◆ **EXERCISE REQUIREMENTS**
Will you write out all the entries below exactly?
+ + + + + + +
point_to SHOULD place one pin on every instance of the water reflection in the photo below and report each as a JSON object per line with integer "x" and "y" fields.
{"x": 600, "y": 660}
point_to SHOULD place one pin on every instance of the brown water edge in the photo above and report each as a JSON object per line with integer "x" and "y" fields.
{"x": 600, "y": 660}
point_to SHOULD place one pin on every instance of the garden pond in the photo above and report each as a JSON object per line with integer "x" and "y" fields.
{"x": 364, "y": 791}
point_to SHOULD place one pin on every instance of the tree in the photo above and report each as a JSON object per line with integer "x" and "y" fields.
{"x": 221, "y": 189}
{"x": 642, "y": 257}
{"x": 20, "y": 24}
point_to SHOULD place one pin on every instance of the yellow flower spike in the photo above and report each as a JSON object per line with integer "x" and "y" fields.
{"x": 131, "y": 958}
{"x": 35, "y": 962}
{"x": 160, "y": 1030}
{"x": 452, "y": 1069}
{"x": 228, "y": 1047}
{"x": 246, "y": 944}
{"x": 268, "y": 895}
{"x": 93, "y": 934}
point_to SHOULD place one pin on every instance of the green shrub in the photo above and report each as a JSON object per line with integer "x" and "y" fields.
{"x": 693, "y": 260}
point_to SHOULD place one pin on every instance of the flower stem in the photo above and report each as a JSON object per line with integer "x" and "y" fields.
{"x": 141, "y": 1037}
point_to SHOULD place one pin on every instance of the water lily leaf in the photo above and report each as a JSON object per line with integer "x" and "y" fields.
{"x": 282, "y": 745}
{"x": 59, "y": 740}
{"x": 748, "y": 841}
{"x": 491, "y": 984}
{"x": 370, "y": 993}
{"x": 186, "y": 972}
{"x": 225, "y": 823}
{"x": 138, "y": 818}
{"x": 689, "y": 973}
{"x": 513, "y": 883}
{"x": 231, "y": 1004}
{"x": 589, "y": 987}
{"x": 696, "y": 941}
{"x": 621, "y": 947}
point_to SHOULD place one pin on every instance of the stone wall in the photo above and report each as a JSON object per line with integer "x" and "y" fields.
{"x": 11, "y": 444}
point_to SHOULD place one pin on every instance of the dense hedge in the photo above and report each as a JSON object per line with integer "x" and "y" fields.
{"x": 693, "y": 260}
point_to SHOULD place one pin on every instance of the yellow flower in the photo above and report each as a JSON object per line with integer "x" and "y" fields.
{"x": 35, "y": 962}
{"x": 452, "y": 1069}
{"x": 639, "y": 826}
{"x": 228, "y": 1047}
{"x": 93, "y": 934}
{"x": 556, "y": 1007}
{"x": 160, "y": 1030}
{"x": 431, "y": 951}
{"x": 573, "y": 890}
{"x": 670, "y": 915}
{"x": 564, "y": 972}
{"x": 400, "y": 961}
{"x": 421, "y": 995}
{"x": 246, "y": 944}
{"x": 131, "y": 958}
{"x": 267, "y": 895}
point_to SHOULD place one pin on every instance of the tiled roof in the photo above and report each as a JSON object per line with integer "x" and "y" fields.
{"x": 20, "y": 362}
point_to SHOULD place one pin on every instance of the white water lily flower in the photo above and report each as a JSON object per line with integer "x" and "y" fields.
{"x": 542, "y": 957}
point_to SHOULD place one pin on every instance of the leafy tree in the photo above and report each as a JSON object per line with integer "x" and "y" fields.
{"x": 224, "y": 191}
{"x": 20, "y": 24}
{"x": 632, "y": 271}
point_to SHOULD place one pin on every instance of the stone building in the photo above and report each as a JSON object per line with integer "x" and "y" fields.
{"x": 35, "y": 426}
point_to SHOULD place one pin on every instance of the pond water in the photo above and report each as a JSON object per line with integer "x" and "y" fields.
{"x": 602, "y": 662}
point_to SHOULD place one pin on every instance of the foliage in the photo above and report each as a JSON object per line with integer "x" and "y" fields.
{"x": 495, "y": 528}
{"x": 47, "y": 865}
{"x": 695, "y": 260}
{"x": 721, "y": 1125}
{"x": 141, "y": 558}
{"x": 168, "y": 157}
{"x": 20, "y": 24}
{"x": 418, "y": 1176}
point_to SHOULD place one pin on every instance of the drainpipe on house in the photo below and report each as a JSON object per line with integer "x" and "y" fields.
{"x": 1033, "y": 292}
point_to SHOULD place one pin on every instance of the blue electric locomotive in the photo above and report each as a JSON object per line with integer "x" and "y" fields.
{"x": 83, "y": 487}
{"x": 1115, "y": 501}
+ + + + + + +
◆ **RESPONSE AREA**
point_to SHOULD place one pin on every instance of the water reflection in the photo below and report each as a JSON object per line with integer "x" and "y" fields.
{"x": 600, "y": 660}
point_to SHOULD place one pin on every instance of the brown water edge in the photo above and report each as a JSON object per line with integer "x" and "y" fields.
{"x": 600, "y": 660}
point_to SHOULD place one pin on every instance of the garden pond in the photo above and report each as a JSON object per line with integer "x" and "y" fields.
{"x": 364, "y": 791}
point_to SHOULD place one pin on every instance of the tree in the photo above and report each as a JSON object per line with integer "x" and "y" fields.
{"x": 221, "y": 189}
{"x": 642, "y": 257}
{"x": 20, "y": 24}
point_to SHOULD place one pin on every instance of the yellow flower spike in the photo above and report each as a JSON object per line with integer "x" and "y" fields.
{"x": 131, "y": 958}
{"x": 35, "y": 962}
{"x": 160, "y": 1030}
{"x": 452, "y": 1069}
{"x": 228, "y": 1047}
{"x": 246, "y": 944}
{"x": 268, "y": 895}
{"x": 93, "y": 934}
point_to SHOULD place one pin on every instance of the green shrub in the photo above and report each as a JSON object per line with integer "x" and "y" fields.
{"x": 693, "y": 260}
point_to SHOULD place one pin on every instance of the flower stem in the photo above and report each as a JSON object per line with integer "x" and "y" fields.
{"x": 141, "y": 1037}
point_to SHOULD place one pin on every instance of the water lily leaf in the photo above and report each as a JSON object per line with integer "x" and "y" fields.
{"x": 282, "y": 745}
{"x": 59, "y": 740}
{"x": 748, "y": 841}
{"x": 491, "y": 984}
{"x": 370, "y": 993}
{"x": 186, "y": 972}
{"x": 225, "y": 823}
{"x": 138, "y": 818}
{"x": 689, "y": 973}
{"x": 513, "y": 883}
{"x": 231, "y": 1004}
{"x": 589, "y": 987}
{"x": 696, "y": 941}
{"x": 621, "y": 947}
point_to SHOULD place one pin on every instance of the stone wall in the photo above and report each as a JSON object per line with integer "x" and "y" fields.
{"x": 11, "y": 444}
point_to SHOULD place one pin on every instance of the dense hedge in the photo above and report each as a JSON object per line with integer "x" and "y" fields.
{"x": 693, "y": 260}
point_to SHOULD place one pin on every instance of the yellow flower in the photo above and report each as a JSON object per line with integer "x" and "y" fields.
{"x": 35, "y": 962}
{"x": 452, "y": 1069}
{"x": 639, "y": 826}
{"x": 228, "y": 1047}
{"x": 93, "y": 934}
{"x": 556, "y": 1007}
{"x": 160, "y": 1030}
{"x": 431, "y": 951}
{"x": 573, "y": 890}
{"x": 670, "y": 915}
{"x": 564, "y": 972}
{"x": 400, "y": 961}
{"x": 421, "y": 995}
{"x": 246, "y": 944}
{"x": 131, "y": 958}
{"x": 267, "y": 895}
point_to SHOULD place one pin on every instance of the tiled roof in the photo above and report each as a JSON object per line with integer "x" and "y" fields.
{"x": 20, "y": 362}
point_to SHOULD place one pin on every instance of the white water lily flower in the photo above and report each as a JSON object per line with integer "x" and "y" fields.
{"x": 542, "y": 957}
point_to SHOULD place one pin on every instance of the leafy tree in the photo above and report each as a JSON object per line with integer "x" and "y" fields.
{"x": 224, "y": 191}
{"x": 20, "y": 24}
{"x": 632, "y": 271}
point_to SHOULD place one pin on every instance of the stone building in the photo above and report each as a JSON object per line with integer "x" and "y" fields.
{"x": 35, "y": 426}
point_to SHOULD place one pin on every instance of the pond water in the photo above and report each as a JSON object per line with integer "x" and "y" fields.
{"x": 602, "y": 662}
point_to SHOULD place one pin on every instance of the foliage in the photo above and report each as a JSON object per line with integer "x" and "y" fields.
{"x": 495, "y": 528}
{"x": 47, "y": 865}
{"x": 695, "y": 260}
{"x": 721, "y": 1125}
{"x": 141, "y": 558}
{"x": 168, "y": 157}
{"x": 20, "y": 24}
{"x": 418, "y": 1176}
point_to SHOULD place one pin on every instance of the drainpipe on house in the photo below and report each as a JSON object per line with integer "x" and "y" fields.
{"x": 1033, "y": 292}
point_to SHOULD place one pin on every instance of the blue electric locomotive in the photo above and report each as a JSON object per line with integer "x" and "y" fields.
{"x": 83, "y": 487}
{"x": 1115, "y": 501}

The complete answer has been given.